ИСХОДНЫЙ ТЕКСТ

Ветви всюду. Возле потолка, посредине стены, на колонне… Они действуют, эти назойливые черные прутья, украшают и раздражают в зависимости от ассоциаций зрителя. Они присутствуют — вот что важно! Как важно и то, что они — не «натура». Они — нечто. Это становится очевидным, когда замечаешь, что одна ветвь, изогнувшись, прошла сквозь стенные часы… Заклинилось время? Становится страшно, даже неприятно. Что это? Метастазы какие-то, как сказал кто-то. А ведь метко. А что такое сам «реальный» вишневый сад для этих вот людей? Неплодоносящий, никчемный. Знак нетленной красоты? Привычка? Традиция? А может быть, опухоль, мешающая их здоровой жизни?
Но на это нам и должно ответить то, что произойдет.
…Светает, и «наплывы» продолжаются. Белые тени люстр на сером, «фетровом» фоне. Холодно. И вдруг вразнобой начинают бить часы. Их много в этом доме. Хотя и невидимые, они сгрудились, сбежались где-то вместе. Вот с «кукушкой», дискант, тенор, вот солидный бас, тяжелый бой напольных, древних. Символ? Да, и весьма прозрачный. Время разбежалось, у каждого свое. (Многие мотивы в этом спектакле предлагают себя сразу, как бы не стесняются наглядности.) Кто-то сидит в кресле с высокой спинкой, нам не видно, лишь белая тонкая рука на подлокотнике. Сидящий засыпает, и книга падает на пол. От ее падения спящий просыпается, потягивается, его руки длинными пальцами обнимают спинку кресла, прохаживаются по ней, потом жадно ощупывают. Символ? Да и не слишком сложный. У Лопахина «загребущие» руки.
«— Я-то хорош… Сидя уснул. Досада… Хоть бы ты меня разбудила».
У Чехова эти слова Ермолай Алексеевич произносит, входя в комнату. Здесь он сперва показывает, как это он сидя уснул. Наглядность входит в режиссерские намерения? Дальнейшее показывает, что входит. Но и сами режиссерские, намерения наглядны. И первое из них — представить «Вишневый сад» комедией, как просил о том автор.

Позиции набора данных

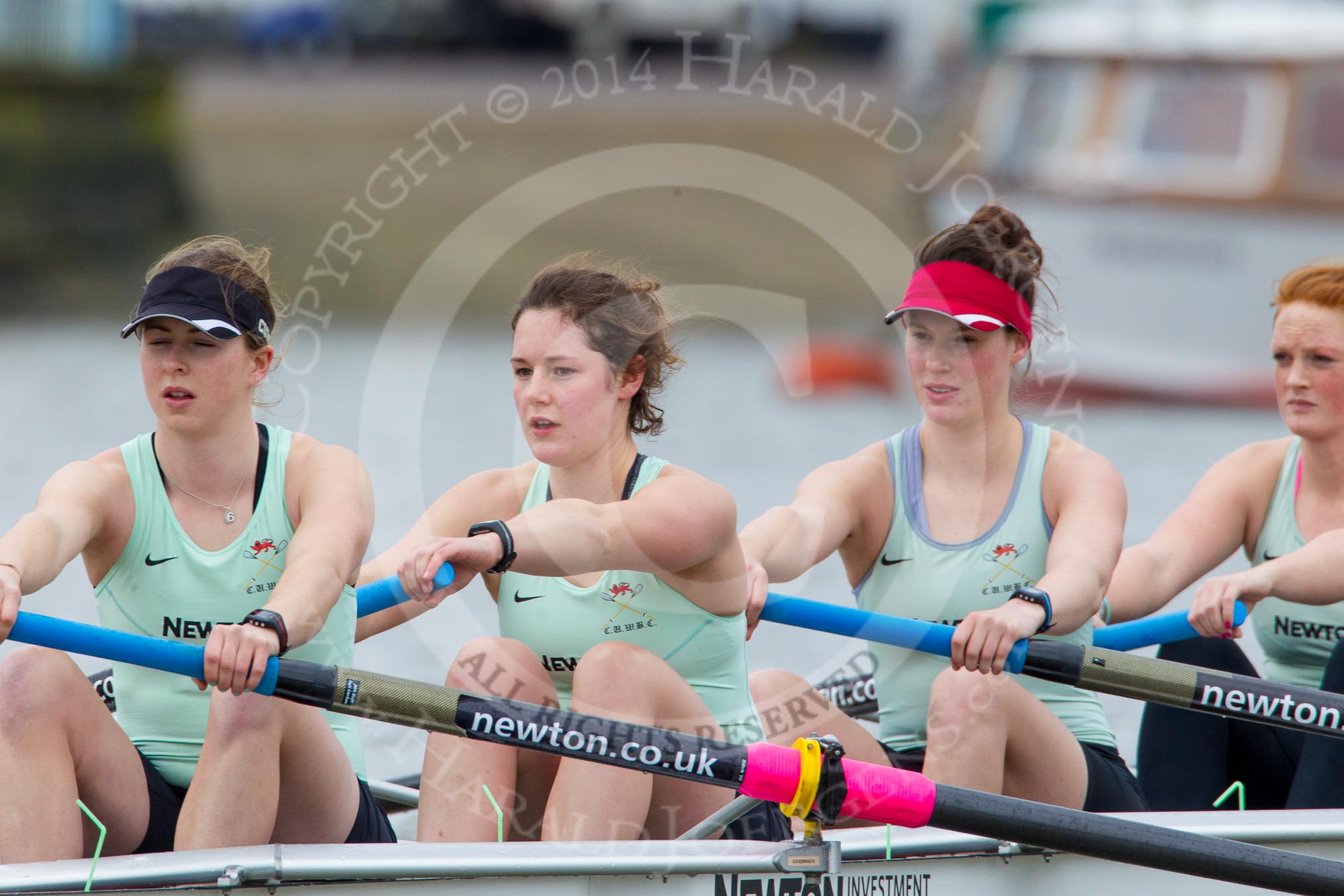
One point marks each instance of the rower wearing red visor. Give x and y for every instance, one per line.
x=974, y=518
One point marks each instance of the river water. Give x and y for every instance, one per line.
x=74, y=390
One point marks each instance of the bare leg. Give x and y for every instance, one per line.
x=988, y=732
x=269, y=771
x=792, y=708
x=453, y=805
x=600, y=803
x=60, y=743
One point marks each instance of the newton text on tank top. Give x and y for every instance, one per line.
x=1298, y=638
x=561, y=621
x=919, y=577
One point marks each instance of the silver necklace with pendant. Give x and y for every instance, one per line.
x=226, y=508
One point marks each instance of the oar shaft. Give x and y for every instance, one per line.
x=916, y=634
x=762, y=770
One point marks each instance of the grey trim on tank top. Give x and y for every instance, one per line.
x=911, y=471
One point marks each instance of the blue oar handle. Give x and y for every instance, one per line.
x=926, y=637
x=1164, y=629
x=123, y=646
x=389, y=592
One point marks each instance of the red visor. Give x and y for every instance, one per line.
x=968, y=294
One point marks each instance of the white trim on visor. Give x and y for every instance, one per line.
x=205, y=325
x=970, y=320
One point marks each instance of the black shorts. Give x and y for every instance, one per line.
x=762, y=821
x=371, y=824
x=1111, y=785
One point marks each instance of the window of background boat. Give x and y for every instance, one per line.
x=1035, y=113
x=1199, y=129
x=1319, y=136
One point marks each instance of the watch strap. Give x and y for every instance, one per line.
x=273, y=621
x=506, y=539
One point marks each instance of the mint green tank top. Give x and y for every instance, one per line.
x=166, y=586
x=1298, y=638
x=917, y=577
x=559, y=621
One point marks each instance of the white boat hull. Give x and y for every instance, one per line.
x=1168, y=299
x=924, y=863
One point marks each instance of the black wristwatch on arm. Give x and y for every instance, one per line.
x=506, y=539
x=273, y=621
x=1038, y=596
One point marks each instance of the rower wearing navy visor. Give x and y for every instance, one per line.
x=211, y=528
x=618, y=581
x=974, y=518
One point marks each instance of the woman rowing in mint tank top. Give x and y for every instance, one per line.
x=1268, y=500
x=972, y=518
x=618, y=579
x=211, y=528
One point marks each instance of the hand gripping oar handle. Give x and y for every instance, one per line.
x=1149, y=630
x=389, y=592
x=916, y=634
x=762, y=770
x=1125, y=675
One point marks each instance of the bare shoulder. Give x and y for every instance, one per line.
x=487, y=494
x=99, y=478
x=1072, y=457
x=691, y=484
x=1257, y=461
x=306, y=453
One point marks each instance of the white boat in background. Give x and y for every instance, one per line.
x=1175, y=160
x=852, y=863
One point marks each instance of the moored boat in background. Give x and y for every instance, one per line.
x=1175, y=160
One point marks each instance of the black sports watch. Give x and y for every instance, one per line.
x=1038, y=596
x=506, y=537
x=273, y=621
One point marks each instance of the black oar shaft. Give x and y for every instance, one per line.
x=512, y=723
x=1176, y=684
x=1125, y=841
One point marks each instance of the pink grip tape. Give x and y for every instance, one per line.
x=772, y=773
x=889, y=795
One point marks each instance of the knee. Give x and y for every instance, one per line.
x=503, y=668
x=776, y=685
x=608, y=671
x=244, y=718
x=35, y=684
x=960, y=699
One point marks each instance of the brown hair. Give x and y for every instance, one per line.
x=622, y=317
x=249, y=266
x=1316, y=284
x=996, y=241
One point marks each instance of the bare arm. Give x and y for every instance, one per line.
x=1201, y=533
x=827, y=511
x=1088, y=537
x=1310, y=575
x=679, y=526
x=335, y=516
x=69, y=515
x=1086, y=496
x=475, y=499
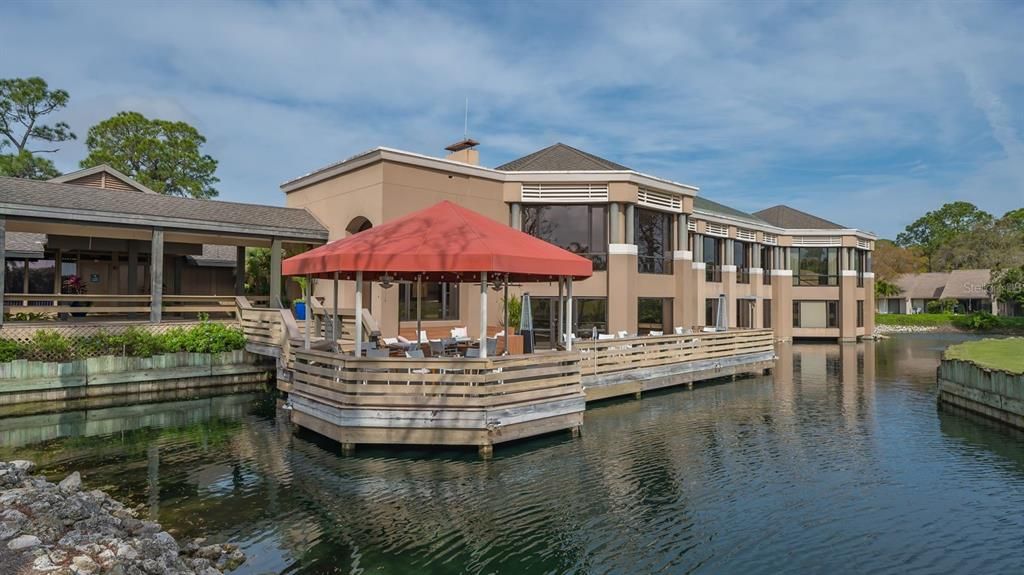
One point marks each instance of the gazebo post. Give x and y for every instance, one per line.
x=334, y=319
x=419, y=315
x=483, y=314
x=309, y=309
x=561, y=315
x=505, y=347
x=358, y=314
x=568, y=313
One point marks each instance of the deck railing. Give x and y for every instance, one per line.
x=607, y=356
x=86, y=305
x=344, y=381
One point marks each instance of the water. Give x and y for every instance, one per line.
x=839, y=462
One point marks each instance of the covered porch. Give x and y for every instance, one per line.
x=81, y=255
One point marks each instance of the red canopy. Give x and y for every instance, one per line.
x=444, y=241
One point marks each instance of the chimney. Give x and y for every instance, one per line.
x=463, y=150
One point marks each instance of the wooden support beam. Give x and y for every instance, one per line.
x=275, y=273
x=156, y=275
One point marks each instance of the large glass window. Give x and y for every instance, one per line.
x=713, y=259
x=653, y=239
x=582, y=229
x=815, y=313
x=741, y=259
x=439, y=301
x=653, y=314
x=814, y=266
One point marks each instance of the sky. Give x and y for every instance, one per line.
x=867, y=114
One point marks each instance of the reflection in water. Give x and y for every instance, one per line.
x=840, y=460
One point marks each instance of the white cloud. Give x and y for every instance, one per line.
x=832, y=107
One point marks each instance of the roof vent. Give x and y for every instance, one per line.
x=463, y=150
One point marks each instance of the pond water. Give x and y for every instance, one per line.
x=840, y=461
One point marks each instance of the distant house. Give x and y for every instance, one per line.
x=965, y=285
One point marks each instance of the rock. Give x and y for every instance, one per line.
x=24, y=542
x=71, y=484
x=84, y=565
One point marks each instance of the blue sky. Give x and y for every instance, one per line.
x=867, y=114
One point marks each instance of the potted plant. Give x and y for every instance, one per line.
x=75, y=285
x=300, y=304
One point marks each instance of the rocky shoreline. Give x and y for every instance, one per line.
x=58, y=529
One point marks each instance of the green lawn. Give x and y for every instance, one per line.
x=1007, y=355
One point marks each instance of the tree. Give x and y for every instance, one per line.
x=936, y=228
x=885, y=289
x=891, y=261
x=1008, y=284
x=24, y=102
x=162, y=155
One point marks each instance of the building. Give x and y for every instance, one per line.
x=967, y=286
x=664, y=256
x=123, y=239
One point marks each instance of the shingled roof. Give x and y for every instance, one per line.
x=560, y=158
x=705, y=205
x=37, y=198
x=791, y=218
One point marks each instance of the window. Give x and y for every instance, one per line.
x=741, y=257
x=744, y=313
x=814, y=266
x=713, y=259
x=815, y=313
x=590, y=313
x=582, y=229
x=711, y=311
x=439, y=301
x=653, y=314
x=653, y=239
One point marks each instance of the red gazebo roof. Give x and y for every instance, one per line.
x=444, y=241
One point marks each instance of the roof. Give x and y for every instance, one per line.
x=791, y=218
x=560, y=158
x=705, y=205
x=84, y=173
x=444, y=241
x=73, y=203
x=967, y=283
x=25, y=245
x=923, y=285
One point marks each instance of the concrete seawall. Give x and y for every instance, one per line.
x=992, y=393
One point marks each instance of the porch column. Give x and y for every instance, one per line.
x=3, y=261
x=240, y=270
x=156, y=275
x=132, y=267
x=515, y=215
x=483, y=314
x=358, y=313
x=568, y=313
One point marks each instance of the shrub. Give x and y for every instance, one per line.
x=205, y=338
x=981, y=320
x=9, y=350
x=48, y=345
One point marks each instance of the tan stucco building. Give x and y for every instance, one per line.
x=664, y=256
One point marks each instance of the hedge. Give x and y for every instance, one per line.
x=47, y=345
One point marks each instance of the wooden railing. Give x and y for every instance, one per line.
x=607, y=356
x=85, y=305
x=341, y=381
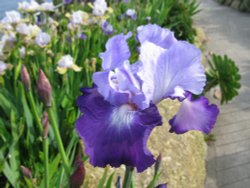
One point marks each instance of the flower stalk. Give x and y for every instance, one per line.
x=58, y=139
x=128, y=177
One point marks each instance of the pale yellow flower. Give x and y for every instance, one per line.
x=67, y=62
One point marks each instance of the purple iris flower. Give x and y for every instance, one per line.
x=131, y=13
x=82, y=36
x=107, y=27
x=68, y=1
x=120, y=111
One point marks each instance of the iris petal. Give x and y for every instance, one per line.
x=157, y=35
x=115, y=135
x=168, y=73
x=117, y=51
x=194, y=115
x=120, y=86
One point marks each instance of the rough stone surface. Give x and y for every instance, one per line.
x=183, y=156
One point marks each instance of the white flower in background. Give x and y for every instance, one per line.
x=25, y=6
x=23, y=29
x=48, y=7
x=43, y=39
x=30, y=31
x=34, y=30
x=79, y=17
x=22, y=51
x=4, y=67
x=6, y=27
x=11, y=17
x=100, y=7
x=67, y=62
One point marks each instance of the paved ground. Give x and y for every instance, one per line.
x=228, y=32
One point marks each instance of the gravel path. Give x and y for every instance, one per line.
x=228, y=32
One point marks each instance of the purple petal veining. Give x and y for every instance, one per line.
x=194, y=115
x=115, y=135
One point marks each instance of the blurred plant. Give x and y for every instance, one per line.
x=223, y=72
x=64, y=42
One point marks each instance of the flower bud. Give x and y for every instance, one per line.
x=45, y=123
x=118, y=182
x=158, y=164
x=77, y=178
x=25, y=77
x=26, y=172
x=44, y=89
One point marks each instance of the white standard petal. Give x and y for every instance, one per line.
x=66, y=61
x=168, y=73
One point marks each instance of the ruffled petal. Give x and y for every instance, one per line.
x=194, y=115
x=107, y=87
x=117, y=51
x=120, y=86
x=115, y=135
x=169, y=73
x=157, y=35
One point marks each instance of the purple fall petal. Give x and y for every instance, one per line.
x=194, y=115
x=115, y=135
x=157, y=35
x=117, y=51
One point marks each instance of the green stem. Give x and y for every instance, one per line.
x=46, y=161
x=59, y=140
x=128, y=177
x=34, y=111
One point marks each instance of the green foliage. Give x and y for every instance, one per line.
x=180, y=19
x=176, y=15
x=223, y=72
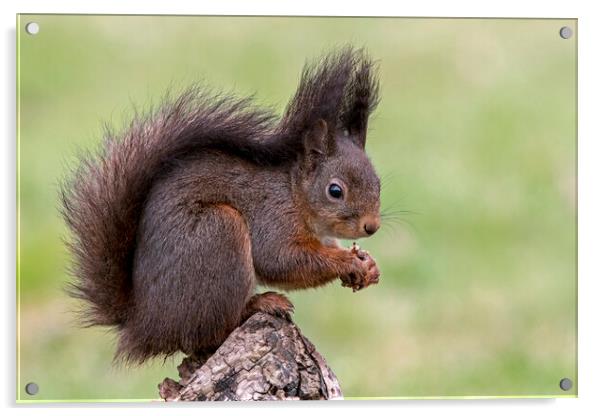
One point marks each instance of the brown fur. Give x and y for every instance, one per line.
x=177, y=219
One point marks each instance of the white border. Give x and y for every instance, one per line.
x=590, y=201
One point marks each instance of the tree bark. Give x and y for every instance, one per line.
x=266, y=358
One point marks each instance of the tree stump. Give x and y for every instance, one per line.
x=266, y=358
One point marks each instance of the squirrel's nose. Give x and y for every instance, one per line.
x=371, y=226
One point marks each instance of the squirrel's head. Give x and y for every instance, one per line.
x=339, y=185
x=329, y=115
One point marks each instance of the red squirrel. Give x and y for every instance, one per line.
x=176, y=220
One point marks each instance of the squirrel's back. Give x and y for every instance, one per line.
x=107, y=196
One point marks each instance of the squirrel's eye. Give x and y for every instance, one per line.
x=335, y=191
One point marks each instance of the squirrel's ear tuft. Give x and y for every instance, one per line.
x=318, y=143
x=361, y=98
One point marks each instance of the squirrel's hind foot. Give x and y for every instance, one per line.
x=269, y=302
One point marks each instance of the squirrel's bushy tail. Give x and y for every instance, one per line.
x=103, y=201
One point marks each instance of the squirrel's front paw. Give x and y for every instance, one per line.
x=365, y=271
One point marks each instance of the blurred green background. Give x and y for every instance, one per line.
x=475, y=137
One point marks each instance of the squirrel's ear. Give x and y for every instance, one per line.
x=318, y=142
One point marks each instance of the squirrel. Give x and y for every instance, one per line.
x=176, y=220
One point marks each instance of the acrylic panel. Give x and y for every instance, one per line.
x=474, y=138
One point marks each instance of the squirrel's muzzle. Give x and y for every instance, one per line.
x=371, y=225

ЧТО СДЕЛАТЬ
1) Процитируйте дословно фрагмент текста о спектакле: начните с места, где стоят слова «Ветви всюду. Возле», и остановитесь после слов «то, что произойдет.».
2) Ответьте на вопросы по тексту о спектакле.
(a) Сквозь какой предмет прошла одна из изогнувшихся ветвей?
(b) Что падает на пол, когда засыпает сидящий в кресле?
(c) Каким жанром, по просьбе автора, режиссеры хотят представить «Вишневый сад»?
Этот материал здесь не понадобится.

ОТВЕТЫ К ЗАДАНИЯМ
1)
Ветви всюду. Возле потолка, посредине стены, на колонне… Они действуют, эти назойливые черные прутья, украшают и раздражают в зависимости от ассоциаций зрителя. Они присутствуют — вот что важно! Как важно и то, что они — не «натура». Они — нечто. Это становится очевидным, когда замечаешь, что одна ветвь, изогнувшись, прошла сквозь стенные часы… Заклинилось время? Становится страшно, даже неприятно. Что это? Метастазы какие-то, как сказал кто-то. А ведь метко. А что такое сам «реальный» вишневый сад для этих вот людей? Неплодоносящий, никчемный. Знак нетленной красоты? Привычка? Традиция? А может быть, опухоль, мешающая их здоровой жизни?
Но на это нам и должно ответить то, что произойдет.

2)
(a) Сквозь стенные часы.
(b) Книга.
(c) Комедией.